Excerpts of pointing data:
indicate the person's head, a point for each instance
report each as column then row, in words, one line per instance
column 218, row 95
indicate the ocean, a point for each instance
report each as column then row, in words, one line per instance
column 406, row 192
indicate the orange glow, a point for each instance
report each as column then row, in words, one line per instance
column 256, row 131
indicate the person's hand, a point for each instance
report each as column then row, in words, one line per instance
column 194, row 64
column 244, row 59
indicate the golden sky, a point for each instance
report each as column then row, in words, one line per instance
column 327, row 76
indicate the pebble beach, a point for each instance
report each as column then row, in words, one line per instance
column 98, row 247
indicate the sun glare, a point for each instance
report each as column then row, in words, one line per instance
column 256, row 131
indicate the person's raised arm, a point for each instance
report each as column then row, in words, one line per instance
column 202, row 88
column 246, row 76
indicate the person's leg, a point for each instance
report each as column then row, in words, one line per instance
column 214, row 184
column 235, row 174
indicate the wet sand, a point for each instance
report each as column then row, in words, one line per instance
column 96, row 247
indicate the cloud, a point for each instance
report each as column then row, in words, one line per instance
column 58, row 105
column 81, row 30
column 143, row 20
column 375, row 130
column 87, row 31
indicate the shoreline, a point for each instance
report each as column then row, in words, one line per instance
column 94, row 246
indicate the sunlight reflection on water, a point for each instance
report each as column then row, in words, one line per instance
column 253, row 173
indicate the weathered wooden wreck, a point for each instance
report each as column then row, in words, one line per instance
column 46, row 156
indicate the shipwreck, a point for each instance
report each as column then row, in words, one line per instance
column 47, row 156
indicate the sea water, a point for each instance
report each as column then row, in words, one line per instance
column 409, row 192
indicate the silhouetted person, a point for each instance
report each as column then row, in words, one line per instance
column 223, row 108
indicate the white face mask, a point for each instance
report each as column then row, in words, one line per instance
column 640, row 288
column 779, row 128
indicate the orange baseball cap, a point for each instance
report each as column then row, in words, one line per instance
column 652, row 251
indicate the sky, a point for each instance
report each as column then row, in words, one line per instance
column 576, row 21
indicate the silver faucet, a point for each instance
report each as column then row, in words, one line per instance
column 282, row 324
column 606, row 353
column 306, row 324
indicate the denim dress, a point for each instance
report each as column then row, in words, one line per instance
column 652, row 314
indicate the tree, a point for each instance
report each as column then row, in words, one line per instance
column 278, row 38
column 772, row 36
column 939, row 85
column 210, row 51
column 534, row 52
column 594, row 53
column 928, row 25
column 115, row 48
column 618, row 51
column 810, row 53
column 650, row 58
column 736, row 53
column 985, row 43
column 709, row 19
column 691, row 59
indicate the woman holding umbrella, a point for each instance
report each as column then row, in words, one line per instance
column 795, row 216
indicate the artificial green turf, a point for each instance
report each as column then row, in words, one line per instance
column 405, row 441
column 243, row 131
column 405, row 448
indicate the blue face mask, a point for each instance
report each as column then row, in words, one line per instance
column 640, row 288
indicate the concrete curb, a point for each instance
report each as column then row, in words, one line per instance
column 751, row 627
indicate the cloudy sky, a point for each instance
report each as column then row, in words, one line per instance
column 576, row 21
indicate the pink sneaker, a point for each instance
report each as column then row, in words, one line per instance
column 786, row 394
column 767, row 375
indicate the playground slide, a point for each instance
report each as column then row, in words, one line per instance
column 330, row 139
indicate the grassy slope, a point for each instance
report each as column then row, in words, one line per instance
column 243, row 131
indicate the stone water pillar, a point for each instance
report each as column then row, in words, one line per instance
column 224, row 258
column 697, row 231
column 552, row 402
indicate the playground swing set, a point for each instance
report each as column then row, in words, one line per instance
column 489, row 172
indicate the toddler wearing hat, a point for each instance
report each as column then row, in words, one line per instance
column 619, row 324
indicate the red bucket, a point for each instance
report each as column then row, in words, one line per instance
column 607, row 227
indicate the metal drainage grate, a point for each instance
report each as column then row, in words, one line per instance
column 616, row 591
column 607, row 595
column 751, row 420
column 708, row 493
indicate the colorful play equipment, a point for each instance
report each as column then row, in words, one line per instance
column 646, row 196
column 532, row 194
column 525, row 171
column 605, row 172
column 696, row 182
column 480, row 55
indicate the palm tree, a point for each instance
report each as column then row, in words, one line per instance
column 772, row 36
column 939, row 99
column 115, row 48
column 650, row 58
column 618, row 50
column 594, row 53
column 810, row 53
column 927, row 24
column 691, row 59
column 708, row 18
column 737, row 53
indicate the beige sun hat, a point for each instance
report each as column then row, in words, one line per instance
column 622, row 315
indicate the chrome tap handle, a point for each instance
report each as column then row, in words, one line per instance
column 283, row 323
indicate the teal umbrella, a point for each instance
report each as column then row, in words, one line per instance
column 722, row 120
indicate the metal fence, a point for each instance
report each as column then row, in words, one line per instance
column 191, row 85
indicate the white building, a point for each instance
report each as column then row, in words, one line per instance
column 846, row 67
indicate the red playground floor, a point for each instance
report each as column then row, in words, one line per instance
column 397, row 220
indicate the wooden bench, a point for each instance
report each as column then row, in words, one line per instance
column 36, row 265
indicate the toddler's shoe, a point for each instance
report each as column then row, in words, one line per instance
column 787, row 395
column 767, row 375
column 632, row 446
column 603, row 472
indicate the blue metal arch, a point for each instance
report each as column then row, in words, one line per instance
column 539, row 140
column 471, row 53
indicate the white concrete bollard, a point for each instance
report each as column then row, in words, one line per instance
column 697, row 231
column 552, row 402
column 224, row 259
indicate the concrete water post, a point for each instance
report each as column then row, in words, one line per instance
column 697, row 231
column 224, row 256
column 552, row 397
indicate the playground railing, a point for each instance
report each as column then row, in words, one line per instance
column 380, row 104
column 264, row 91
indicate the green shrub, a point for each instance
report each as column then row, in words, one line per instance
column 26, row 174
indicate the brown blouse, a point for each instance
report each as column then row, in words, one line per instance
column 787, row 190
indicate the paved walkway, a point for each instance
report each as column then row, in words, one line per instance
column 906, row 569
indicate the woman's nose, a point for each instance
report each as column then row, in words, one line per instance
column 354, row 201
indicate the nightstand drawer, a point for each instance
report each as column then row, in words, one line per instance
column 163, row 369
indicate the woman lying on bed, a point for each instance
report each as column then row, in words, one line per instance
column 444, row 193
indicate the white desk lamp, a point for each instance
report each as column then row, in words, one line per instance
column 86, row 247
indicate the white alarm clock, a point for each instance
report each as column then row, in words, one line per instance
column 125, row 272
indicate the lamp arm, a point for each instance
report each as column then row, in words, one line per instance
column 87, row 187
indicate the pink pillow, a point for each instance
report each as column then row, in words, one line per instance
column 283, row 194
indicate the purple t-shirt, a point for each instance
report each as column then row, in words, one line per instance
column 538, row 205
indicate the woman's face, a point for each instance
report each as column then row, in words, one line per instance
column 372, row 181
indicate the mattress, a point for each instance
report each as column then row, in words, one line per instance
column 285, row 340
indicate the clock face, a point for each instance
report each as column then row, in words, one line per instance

**Request**
Above are some records; repeat all of them exactly.

**The reply**
indicate the person's head, a point for each instance
report each as column then row, in words, one line per instance
column 218, row 95
indicate the ocean, a point for each instance
report each as column then row, in words, one line per instance
column 406, row 192
indicate the orange glow, a point for each instance
report each as column then row, in words, one line per instance
column 256, row 131
indicate the person's hand, a point for each instance
report each as column then row, in words, one line per instance
column 194, row 64
column 244, row 59
indicate the golden sky, a point for each instance
report each as column then row, in words, one line per instance
column 327, row 76
indicate the pebble beach, a point for each instance
report each as column then row, in words, one line per instance
column 98, row 247
indicate the sun glare, a point for each instance
report each as column then row, in words, one line per instance
column 256, row 131
indicate the person's raised arm, a point for each instance
report each as column then row, in words, one line per instance
column 202, row 88
column 246, row 76
indicate the person's leg, a point for each instance
report each as column then row, in words, one line per instance
column 214, row 184
column 235, row 174
indicate the wet sand, a point for each instance
report each as column then row, in words, one line per instance
column 96, row 247
indicate the cloud, a point for each instance
report each as column then row, in words, one line per instance
column 58, row 105
column 81, row 30
column 143, row 20
column 375, row 130
column 87, row 31
indicate the shoreline, a point for each instance
report each as column then row, in words, one line per instance
column 94, row 246
indicate the sunlight reflection on water, a point for each instance
report each as column then row, in words, one line per instance
column 253, row 173
indicate the weathered wooden wreck, a point for each instance
report each as column then row, in words, one line per instance
column 46, row 156
indicate the shipwreck, a point for each instance
report each as column then row, in words, one line per instance
column 47, row 156
indicate the sea water, a point for each instance
report each as column then row, in words, one line per instance
column 409, row 192
indicate the silhouetted person, a point for each instance
report each as column then row, in words, one line per instance
column 223, row 108
indicate the white face mask, a point for each instance
report each as column then row, in words, one line per instance
column 640, row 288
column 779, row 128
indicate the orange baseball cap, a point for each instance
report each as column then row, in words, one line per instance
column 652, row 251
indicate the sky, a point for each instance
report each as column then row, in words, one line per instance
column 576, row 21
indicate the silver faucet, a point for each instance
report each as column then row, in words, one line per instance
column 282, row 324
column 606, row 353
column 306, row 324
indicate the denim dress, a point for each instance
report each as column then row, in words, one line per instance
column 652, row 314
indicate the tree, a point for each instance
report each as column then row, in words, one line per instance
column 278, row 38
column 772, row 36
column 939, row 85
column 210, row 51
column 534, row 52
column 594, row 53
column 928, row 25
column 115, row 48
column 618, row 51
column 810, row 53
column 650, row 58
column 736, row 53
column 985, row 43
column 709, row 19
column 691, row 59
indicate the woman holding umbrella, a point for each instance
report each as column then row, in words, one line per instance
column 795, row 216
indicate the artificial green turf, a point for each instance
report each as column then row, in words, one line per instance
column 405, row 441
column 243, row 131
column 405, row 448
indicate the blue face mask, a point for each instance
report each as column then row, in words, one line per instance
column 640, row 288
indicate the concrete curb, a point for each instance
report each as column then row, in words, one line per instance
column 751, row 627
indicate the cloudy sky, a point for each instance
report each as column then row, in words, one line per instance
column 576, row 21
indicate the pink sneaker, a point for each instance
report each as column then row, in words, one line per instance
column 786, row 394
column 767, row 375
indicate the playground slide, a point for each instance
report each as column then row, in words, one line per instance
column 330, row 139
indicate the grassy slope, a point for each instance
report each as column then row, in words, one line per instance
column 243, row 131
indicate the stone water pillar, a point for each instance
report each as column then row, in words, one line per instance
column 224, row 258
column 697, row 231
column 552, row 402
indicate the playground swing set, a point for each instance
report each as column then row, in words, one line per instance
column 489, row 172
indicate the toddler wearing hat, a point for each instance
report each as column then row, in words, one line per instance
column 619, row 324
indicate the red bucket, a point for each instance
report each as column then row, in words, one line per instance
column 607, row 227
indicate the metal drainage grate, a point for each instance
report each as column then row, in words, one line per instance
column 616, row 591
column 607, row 595
column 751, row 420
column 708, row 493
indicate the colorful play equipment, a point for each instance
report each as column then row, in words, one line per instance
column 646, row 196
column 532, row 194
column 525, row 171
column 605, row 172
column 696, row 182
column 480, row 55
indicate the palm tree, a point for each instance
report each as column then row, in words, one line per instance
column 772, row 36
column 939, row 99
column 115, row 48
column 650, row 58
column 618, row 50
column 594, row 53
column 810, row 53
column 927, row 24
column 691, row 59
column 708, row 18
column 737, row 53
indicate the beige sun hat, a point for each instance
report each as column then row, in words, one line per instance
column 622, row 315
indicate the chrome tap handle, a point for each instance
report each as column then row, in words, one line per instance
column 283, row 323
indicate the teal umbrella, a point for each instance
report each as column then row, in words, one line per instance
column 722, row 120
indicate the metal fence, a point for each instance
report each as column then row, in words, one line per instance
column 191, row 85
indicate the white building, a point for each instance
report each as column then row, in words, one line per instance
column 846, row 67
indicate the red playground floor, a point for each instance
report each as column then row, in words, one line per instance
column 397, row 220
indicate the wooden bench, a point for each instance
report each as column then row, in words, one line per instance
column 36, row 265
indicate the toddler's shoe, a point for each instance
report each as column then row, in words, one line per instance
column 787, row 395
column 767, row 375
column 632, row 446
column 603, row 472
indicate the blue metal arch, a point for each instance
report each as column then row, in words, one line per instance
column 539, row 140
column 471, row 53
indicate the white concrete bollard, a point for each instance
report each as column then row, in words, one line per instance
column 697, row 231
column 552, row 402
column 224, row 259
indicate the concrete water post, a point for each instance
report each as column then row, in words, one line per instance
column 697, row 231
column 224, row 256
column 552, row 397
indicate the playground railing, a point for each instance
report each as column then row, in words, one line per instance
column 380, row 104
column 264, row 91
indicate the green shrub, a point for each instance
report each as column then row, in words, one line per instance
column 26, row 174
indicate the brown blouse, a point for each instance
report each as column then row, in words, one line per instance
column 787, row 190
indicate the paved walkway, a point for each instance
report each as column then row, in words, one line per instance
column 906, row 569
indicate the woman's nose, a point for each instance
report each as column then row, in words, one line per instance
column 354, row 201
indicate the nightstand drawer, a point for each instance
report each as column then row, in words, one line per instance
column 163, row 369
indicate the woman lying on bed, a point for each instance
report each as column then row, in words, one line per instance
column 444, row 193
indicate the white desk lamp, a point for each instance
report each as column then row, in words, one line per instance
column 86, row 247
indicate the white alarm clock, a point for each instance
report each as column then row, in words, one line per instance
column 125, row 272
indicate the lamp arm, a point for each instance
report each as column then row, in words, one line per instance
column 87, row 187
indicate the pink pillow, a point for each instance
report each as column then row, in words, one line per instance
column 283, row 194
indicate the purple t-shirt, a point for each instance
report each as column then row, in words, one line per instance
column 538, row 205
indicate the woman's face, a point for each instance
report each as column then row, in words, one line per instance
column 372, row 181
indicate the mattress, a point for each instance
report each as column then row, in words, one line per instance
column 285, row 340
indicate the clock face, a point for each instance
report each as column then row, in words, one line per instance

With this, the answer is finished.